_What the task asks_
Revise the items from the line with "In this exercise you will locate the painted deity" through the end of the items, changing "red rose garland" to "red rose wreath" and leaving everything else unchanged.
═══ Data for this exercise
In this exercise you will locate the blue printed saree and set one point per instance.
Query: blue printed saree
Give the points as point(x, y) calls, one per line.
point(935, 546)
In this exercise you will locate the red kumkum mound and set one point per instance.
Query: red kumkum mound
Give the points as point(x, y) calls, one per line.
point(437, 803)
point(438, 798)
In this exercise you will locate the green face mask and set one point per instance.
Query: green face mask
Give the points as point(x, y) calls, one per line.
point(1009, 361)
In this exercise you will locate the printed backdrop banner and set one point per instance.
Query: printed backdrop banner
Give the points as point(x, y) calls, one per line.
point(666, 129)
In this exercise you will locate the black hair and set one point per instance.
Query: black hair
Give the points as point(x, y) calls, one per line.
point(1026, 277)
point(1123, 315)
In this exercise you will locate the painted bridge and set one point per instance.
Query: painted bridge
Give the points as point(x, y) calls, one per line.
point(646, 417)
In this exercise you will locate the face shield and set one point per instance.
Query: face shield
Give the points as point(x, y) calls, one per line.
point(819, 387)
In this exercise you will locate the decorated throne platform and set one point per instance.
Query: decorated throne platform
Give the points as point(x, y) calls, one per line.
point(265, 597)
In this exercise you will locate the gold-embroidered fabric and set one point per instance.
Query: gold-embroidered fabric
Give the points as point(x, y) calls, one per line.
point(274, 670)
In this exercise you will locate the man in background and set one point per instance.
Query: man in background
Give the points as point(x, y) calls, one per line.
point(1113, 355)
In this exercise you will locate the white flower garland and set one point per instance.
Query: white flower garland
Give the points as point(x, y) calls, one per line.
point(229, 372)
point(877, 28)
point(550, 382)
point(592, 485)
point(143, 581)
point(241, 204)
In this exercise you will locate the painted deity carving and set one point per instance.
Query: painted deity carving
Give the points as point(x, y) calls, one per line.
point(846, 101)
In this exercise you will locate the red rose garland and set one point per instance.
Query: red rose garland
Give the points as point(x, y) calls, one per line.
══════
_Result of this task_
In this exercise you will locate the painted deity carving and set one point per instance.
Query: painted deity carving
Give the points as point(x, y) calls, one per line.
point(846, 101)
In this exercise you will locate the red rose wreath and set one point per instance.
Query: red rose wreath
Give the points as point(x, y) calls, one per line.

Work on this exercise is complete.